[Records from a data collection]
***
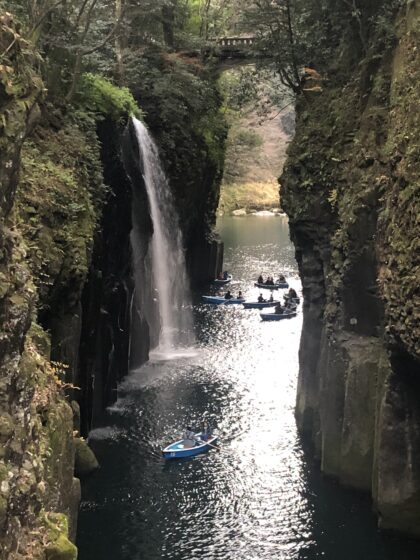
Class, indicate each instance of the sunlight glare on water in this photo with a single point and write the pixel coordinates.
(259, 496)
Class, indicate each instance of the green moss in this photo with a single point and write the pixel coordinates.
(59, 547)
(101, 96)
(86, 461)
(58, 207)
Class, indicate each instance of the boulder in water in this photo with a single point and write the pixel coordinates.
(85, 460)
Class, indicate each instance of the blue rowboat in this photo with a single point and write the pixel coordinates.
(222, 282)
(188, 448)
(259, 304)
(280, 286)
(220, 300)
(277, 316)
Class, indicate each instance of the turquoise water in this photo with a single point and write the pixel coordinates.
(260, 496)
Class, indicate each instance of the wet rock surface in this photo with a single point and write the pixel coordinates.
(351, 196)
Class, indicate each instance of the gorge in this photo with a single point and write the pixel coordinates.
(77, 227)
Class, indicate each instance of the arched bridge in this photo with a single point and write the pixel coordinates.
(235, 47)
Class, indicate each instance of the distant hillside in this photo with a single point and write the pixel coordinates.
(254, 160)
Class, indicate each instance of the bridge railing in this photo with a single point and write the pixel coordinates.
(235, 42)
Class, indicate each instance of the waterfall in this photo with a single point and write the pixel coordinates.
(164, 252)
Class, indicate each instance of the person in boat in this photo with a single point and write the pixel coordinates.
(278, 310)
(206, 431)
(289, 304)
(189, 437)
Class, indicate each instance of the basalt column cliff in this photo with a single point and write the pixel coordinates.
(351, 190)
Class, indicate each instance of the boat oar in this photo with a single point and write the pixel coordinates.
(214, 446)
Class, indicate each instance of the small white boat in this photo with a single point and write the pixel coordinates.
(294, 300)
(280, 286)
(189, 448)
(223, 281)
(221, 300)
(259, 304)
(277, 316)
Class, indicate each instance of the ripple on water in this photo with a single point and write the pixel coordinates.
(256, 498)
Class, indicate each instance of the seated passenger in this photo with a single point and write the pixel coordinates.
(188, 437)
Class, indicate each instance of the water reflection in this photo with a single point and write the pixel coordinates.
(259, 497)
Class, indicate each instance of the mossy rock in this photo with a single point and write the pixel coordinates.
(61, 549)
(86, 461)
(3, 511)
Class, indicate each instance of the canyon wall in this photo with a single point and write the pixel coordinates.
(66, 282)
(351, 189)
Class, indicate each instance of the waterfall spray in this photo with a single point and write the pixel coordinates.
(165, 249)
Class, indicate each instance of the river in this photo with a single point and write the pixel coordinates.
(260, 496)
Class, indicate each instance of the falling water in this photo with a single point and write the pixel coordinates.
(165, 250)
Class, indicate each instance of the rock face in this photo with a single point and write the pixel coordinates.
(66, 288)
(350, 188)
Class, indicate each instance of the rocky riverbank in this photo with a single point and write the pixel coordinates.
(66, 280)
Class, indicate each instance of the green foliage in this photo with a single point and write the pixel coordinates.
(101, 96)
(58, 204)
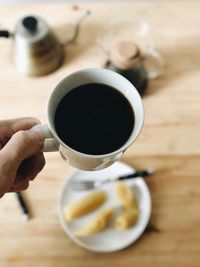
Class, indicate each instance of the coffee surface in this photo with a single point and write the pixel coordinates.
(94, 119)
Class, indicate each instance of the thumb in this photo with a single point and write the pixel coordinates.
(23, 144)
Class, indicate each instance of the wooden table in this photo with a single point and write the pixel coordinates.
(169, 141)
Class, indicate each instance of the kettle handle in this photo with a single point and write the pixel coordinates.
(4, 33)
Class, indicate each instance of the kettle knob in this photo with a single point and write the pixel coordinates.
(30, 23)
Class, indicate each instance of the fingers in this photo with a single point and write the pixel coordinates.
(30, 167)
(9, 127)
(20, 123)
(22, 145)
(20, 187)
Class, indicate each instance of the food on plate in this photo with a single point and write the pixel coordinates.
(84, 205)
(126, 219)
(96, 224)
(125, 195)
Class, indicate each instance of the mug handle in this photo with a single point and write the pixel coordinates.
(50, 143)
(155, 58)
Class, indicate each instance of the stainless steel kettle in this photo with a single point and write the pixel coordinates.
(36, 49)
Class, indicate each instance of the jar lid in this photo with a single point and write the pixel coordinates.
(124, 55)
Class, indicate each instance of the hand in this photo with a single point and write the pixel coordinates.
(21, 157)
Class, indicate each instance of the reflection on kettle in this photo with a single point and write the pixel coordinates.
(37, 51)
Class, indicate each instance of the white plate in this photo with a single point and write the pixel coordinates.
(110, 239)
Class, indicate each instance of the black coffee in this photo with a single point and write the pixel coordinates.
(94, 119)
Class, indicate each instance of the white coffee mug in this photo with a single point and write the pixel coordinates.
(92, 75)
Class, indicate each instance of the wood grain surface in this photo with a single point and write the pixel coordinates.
***
Problem requirements
The reply should contain all of the data above, word for word, with no pictures.

Answer section
Class, indicate each instance of the sunlight glare on water in this photo with a single point and write the pixel coordinates.
(259, 496)
Class, indicate each instance of the green moss in this photo with a single point and write the pixel coordinates.
(59, 547)
(101, 96)
(86, 461)
(58, 207)
Class, indicate each instance of the boulder in water in this photo with a single point and write the pixel coordinates.
(85, 460)
Class, indicate each instance of the blue rowboat in this photo with a single point and write the pixel coordinates.
(222, 282)
(188, 448)
(259, 304)
(280, 286)
(220, 300)
(277, 316)
Class, indicate each instance of the turquoise water in this photo with a single point and write the pixel coordinates.
(260, 496)
Class, indicate each instance of the wet rock surface in this photo with a single point and write the pixel coordinates.
(351, 196)
Class, indicate each instance of the gorge in this photo with a single point and write the pixel coordinates.
(77, 227)
Class, indicate each instance of the arched bridge in this photo with a single point and write the pixel coordinates.
(235, 47)
Class, indicate each instance of the distant hillside in this photo with a single point and write the pixel coordinates.
(254, 160)
Class, indicate each instance of the bridge railing in this photo with a single point and write the pixel coordinates.
(235, 42)
Class, indicate each instance of the waterfall in this photo with a single point and write the pixel coordinates.
(164, 252)
Class, indicate each instance of the person in boat in this photo with a single point and write the pixel coordinates.
(278, 310)
(206, 431)
(289, 304)
(189, 437)
Class, indicate each instance of the basalt column cliff in this photo with a single point and write the pixel coordinates.
(351, 190)
Class, indicate each instance of the boat oar in this photo with a single point and write the pixel coordinates.
(214, 446)
Class, indicate each instance of the small white boat in this photo with a single point and write the pixel coordinates.
(294, 300)
(280, 286)
(189, 448)
(223, 281)
(221, 300)
(259, 304)
(277, 316)
Class, indicate each instance of the ripple on water in this photo with a single point and write the pixel coordinates.
(256, 498)
Class, indicate each instance of the seated passenger in this photo with a single point and write the pixel coordinates.
(188, 437)
Class, indicate each instance of the water reflection in this photo with a single point and write the pixel coordinates.
(259, 497)
Class, indicate each instance of the mossy rock in this photo with a single point and write the pixel coordinates.
(61, 549)
(86, 461)
(3, 511)
Class, indicate each instance of the canyon wall in this photo with a single point and write the pixel coordinates.
(66, 282)
(351, 189)
Class, indicate each instance of the waterfall spray in this photo with a single point and write the pixel coordinates.
(165, 249)
Class, indicate each instance of the river in this photo with a single point and write the pixel coordinates.
(260, 496)
Class, indicate each instance of the falling water in this photo with a single point and write the pixel coordinates.
(165, 250)
Class, indicate each instance of the rock face in this photo with a single point and write the pixel coordinates.
(66, 288)
(350, 188)
Class, indicate each instance of the rocky riverbank in this photo with a single point and write the pixel coordinates.
(66, 280)
Class, indicate each instance of the green foliage in this photo with a single point and write the pixel coordinates.
(101, 96)
(58, 204)
Class, indicate each instance of the coffee surface in this photo with a single point and write the pixel coordinates.
(94, 119)
Class, indicate each instance of the thumb in this photo with a single point and write the pixel coordinates.
(23, 144)
Class, indicate each instance of the wooden table in this photo with a single point and write the pixel coordinates.
(169, 141)
Class, indicate each instance of the kettle handle in this photo with a single point and write the pixel coordinates.
(4, 33)
Class, indicate each instance of the kettle knob in this photo with a single point and write the pixel coordinates.
(30, 23)
Class, indicate each instance of the fingers in this photo with a single point and write the pixel coordinates.
(30, 167)
(9, 127)
(20, 123)
(22, 145)
(20, 187)
Class, indicate each instance of the food on plate in this photo with a single point and write the pixel coordinates.
(84, 205)
(126, 219)
(96, 224)
(125, 195)
Class, indicate each instance of the mug handle in this photo with a single point and write the pixel coordinates.
(50, 143)
(155, 58)
Class, indicate each instance of the stainless steel kettle in this photo with a single point and write the pixel coordinates.
(36, 49)
Class, indicate each instance of the jar lid in this photo with a single point and write the pixel coordinates.
(124, 55)
Class, indicate each instance of the hand in this photo with a single point and write the pixel coordinates.
(21, 157)
Class, indicate each instance of the reflection on kettle in this photo with a single point and write the pixel coordinates.
(37, 51)
Class, indicate each instance of the white plate in this photo with a single point and write the pixel coordinates.
(110, 239)
Class, indicate each instance of the black coffee in this photo with a single point and write the pixel coordinates.
(94, 119)
Class, indicate each instance of the white coffee mug in this photo with a single point and write the pixel coordinates.
(92, 75)
Class, indicate each instance of the wood grain surface in this photo with a single point and write the pixel coordinates.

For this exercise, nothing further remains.